KubeFlow 1.2.0部署(Ubuntu20.04 + k8s 1.21.0)

Kubeflow 部署(使用 kfctl_k8s_istio)

安裝 Kubeflow的一些指南(使用 kfctl_k8s_istio 配置部署到已有的Kubernetes集羣中)。該配置清單創建Kubeflow的核心部件部署,但不包括外部依賴,可以根據您的環境需要進行優化。KubeFlow 1.2.0部署到Ubuntu20.04和k8s 1.21.0,其它平臺可能有些變化。

前期工作

該Kubeflow deployment要求 StorageClass 支持 dynamic volume provisioner。確認缺省的StorageClass的 provisioner 域的設置。如果換沒有 provisioner, 確保配置了 volume provisioning,按照下面的描述在 Kubernetes cluster 進行設置(參考 below)。

Kubeflow依賴Istio的安裝,參考:

使用 kfctl_k8s_istio.v1.2.0.yaml 配置安裝,需要考慮下面的選項:

  • Disabling istio installation - 如果 Kubernetes cluster 已有 Istio 安裝,可以選擇不安裝Istio,通過一移除配置文件kfctl_k8s_istio.v1.0.2.yaml中的 istio-crdsistio-install 參數。

準備環境

下載 kfctl 的 Kubeflow CLI 工具,然後手動設置環境變量:

wget https://github.com/kubeflow/kfctl/releases/download/v1.2.0/kfctl_v1.2.0-0-gbc038f9_linux.tar.gz

tar -vxf kfctl_v1.2.0-0-gbc038f9_linux.tar.gz

sudo cp kfctl /usr/bin/
  • 創建環境變量,簡化部署過程:
# The following command is optional. It adds the kfctl binary to your path.

▸ 提供材料:
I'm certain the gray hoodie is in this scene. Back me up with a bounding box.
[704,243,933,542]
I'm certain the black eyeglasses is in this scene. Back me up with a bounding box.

▸ 任务列表:
(1) 抄写源文档中从“下載 kfctl 的 Kubeflow”开始、一直到“to your path.”为止的文字。
(2) 列出源文档“准备环境”部分给出的全部命令。
完成这些任务无需用到上述材料。

▸ 任务答案:
(1)
下載 kfctl 的 Kubeflow CLI 工具,然後手動設置環境變量:

wget https://github.com/kubeflow/kfctl/releases/download/v1.2.0/kfctl_v1.2.0-0-gbc038f9_linux.tar.gz

tar -vxf kfctl_v1.2.0-0-gbc038f9_linux.tar.gz

sudo cp kfctl /usr/bin/
  • 創建環境變量,簡化部署過程:
# The following command is optional. It adds the kfctl binary to your path.

(2)
wget https://github.com/kubeflow/kfctl/releases/download/v1.2.0/kfctl_v1.2.0-0-gbc038f9_linux.tar.gz
tar -vxf kfctl_v1.2.0-0-gbc038f9_linux.tar.gz
sudo cp kfctl /usr/bin/